This document helps troubleshoot a system that does not respond. The document also discusses the cause, and how you can eliminate the problem.
A router appears to stop working when the system is not responsive to the console or to queries sent from the network (for example, Telnet, Simple Network Management Protocol (SNMP), and so on). These problems can be classified into two broad categories:
When the console does not respond.
When traffic does not go through.
There are no specific requirements for this document.
The information in this document is based on these software and hardware versions:
All Cisco IOS® software versions
All Cisco routers
This document does not apply to Cisco Catalyst switches or MGX platforms.
The information in this document was created from the devices in a specific lab environment. All of the devices used in this document started with a cleared (default) configuration. If your network is live, make sure that you understand the potential impact of any command.
For more information on document conventions, refer to the Cisco Technical Tips Conventions.
Console problems occur when the router becomes unresponsive to input at the console port. If the console is not responsive, it means that a high priority process prevents the console driver from responding to input.
Verify cable connectivity.
Verify that the power supply is on.
Verify the router LED status. If all LEDs are down, it is most likely an issue with the power supply of the router.
If traffic still flows through the router:
Disconnect network interfaces and see if the router responds. Many times the router assumes it is doing something too important to service exec sessions.
You can also attempt to reproduce the problem after you issue these commands:
On the Cisco 7200 and 7500 Series:
configure terminal scheduler allocate 3000 1000 ^Z
The scheduler allocate command guarantees CPU time for low priority processes. It puts a maximum time allocated to fast-switching (3000 microseconds - usec) and process-switching (1000 usec) per network interrupt context.
On all other platforms, use:
configure terminal scheduler interval 500 ^Z
The scheduler interval command allows low priority processes to be scheduled every 500 usec, and thereby allows some commands to be typed even if CPU usage is at 100%.
Check the Basic System Management Commands in the Cisco IOS Software Command Reference for more information on these commands.
If the console does not respond because the router CPU utilization is high, it is important to find and correct the cause of the high CPU utilization. For example, if process-switched IP traffic causes problems, then this is reflected in the "IP Input" process in the output from the show processes cpu command. In this situation, it is important to collect the output from show interfaces, show interfaces stat, and possibly show processes to further diagnose the problem. To fix the problem, you would need to reduce the amount of IP traffic that is process switched. See Troubleshooting High CPU Utilization on Cisco Routers for more information.

**Questions:**
1/ Does the router troubleshooting text support each statement? Answer yes or no for each, and quote the words that decide it.
(a) The guidance covers Cisco Catalyst switches.
(b) The scheduler interval command lets low priority processes be scheduled every 500 usec.
(c) When all router LEDs are down, the power supply is the most likely problem.
2/ How would the router troubleshooting text proceed? Carry it forward from its final sentence.
The listing that comes next has no connection to the router troubleshooting text.

**Given information:**
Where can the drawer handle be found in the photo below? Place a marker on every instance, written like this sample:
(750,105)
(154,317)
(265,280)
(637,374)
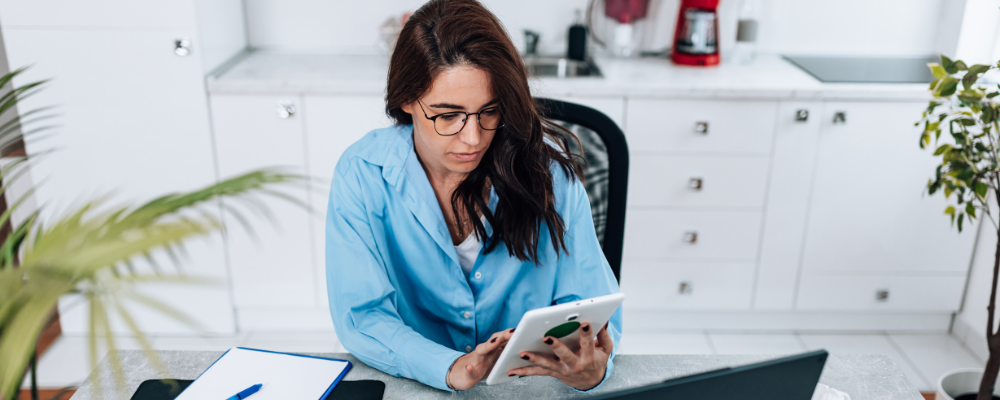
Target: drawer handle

**Answers for the tasks:**
1/
(a) No: "This document does not apply to Cisco Catalyst switches or MGX platforms."
(b) Yes: "The scheduler interval command allows low priority processes to be scheduled every 500 usec"
(c) Yes: "If all LEDs are down, it is most likely an issue with the power supply of the router."

2/
Another possible cause of an apparent hang is memory allocation failure; that is, either the router has used all available memory, or the memory has been fragmented into such small pieces that the router cannot find a usable available block. For more information, see Troubleshooting Memory Problems.
The router can stop responding due to a security-related problem, such as a worm or virus. This is especially likely to be the cause if there have not been recent changes to the network, such as a router IOS upgrade. Usually, a configuration change, such as adding additional lines to your access lists can mitigate the effects of this problem. The Cisco Security Advisories and Notices page contains information on detection of the most likely causes and specific workarounds.
For additional information, refer to:
If the router appears to freeze during the bootup process, it can be the result of an improperly configured feature or of a software defect in a configured feature. This is often evident from the appearance of a warning or error message on the console immediately before the router freezes.
As a workaround to this problem, boot the router into ROMMON, and bypass the stored configuration, and then configure it again. Complete these steps:
Attach a terminal or PC with terminal emulation to the console port of the router.
Use these terminal settings:
9600 baud rate
No parity
8 data bits
1 stop bit
No flow control
Reboot the router and break into ROMMON by pressing break on the terminal keyboard within 60 seconds of the power-up. If the break sequence doesn't work, see Standard Break Key Sequence Combinations During Password Recovery for other key combinations.
Change the configuration register to 0x2142 and then reset the router. For this, execute the confreg 0x2142 command at the rommon 1> prompt. Then type reset at the rommon 2> prompt. This causes the router to boot from Flash without loading the configuration.
Type no after each setup question or press Ctrl-C to skip the initial setup procedure.
Type enable at the Router> prompt.
You are in enable mode, and see the Router# prompt.
Now, you can save an empty configuration (all commands removed). Issue the copy running-config startup-config command. Alternatively, if you suspect that a certain command causes the problem, you can edit the configuration. To do so, issue the copy startup-config running-config command. Then type configure terminal, and make the changes.
When finished, change the configuration-register back to 0x2102. For this, type config-register 0x2102. Issue the copy running-config startup-config command to commit the changes.
If traffic does not flow through the router:
If traffic no longer passes through the router and the console is unresponsive, there is probably a problem with the system. Generally this means that the router is caught in a continuous loop or stuck at a function. This is almost always caused by a bug in the software. Install the most recent maintenance release of the Cisco IOS software train you currently run.
Before you create a service request with the Cisco TAC, obtain a stack trace from ROM Monitor. Obtaining stack traces during a problem makes it possible to determine where in the code the router is looping or stuck.
Traffic problems occur when the console remains responsive but traffic does not pass through the router. In this case, part of the traffic or part of the interfaces are not responsive. This behavior can be caused by a variety of different causes. When this problem occurs, information can be collected from the router through the console port. The causes for these traffic problems can range from errors on the interfaces to software and hardware problems.
Routing issue – Changes in the network topology or in the configuration of some routers could have affected the routing tables.
High CPU Utilization – Issue the show process cpu command. If the CPU is above 95%, the performance of the router can be affected, and packets can be delayed or dropped. Refer to Troubleshooting High CPU Utilization on Routers for more information.
Interface down – One of the router interfaces can be down. There are multiple events that could cause this, which can range from a wrong configuration command to a hardware failure of the interface or the cable. If some interfaces appear down when you issue a show interfaces command, try to find out what caused it.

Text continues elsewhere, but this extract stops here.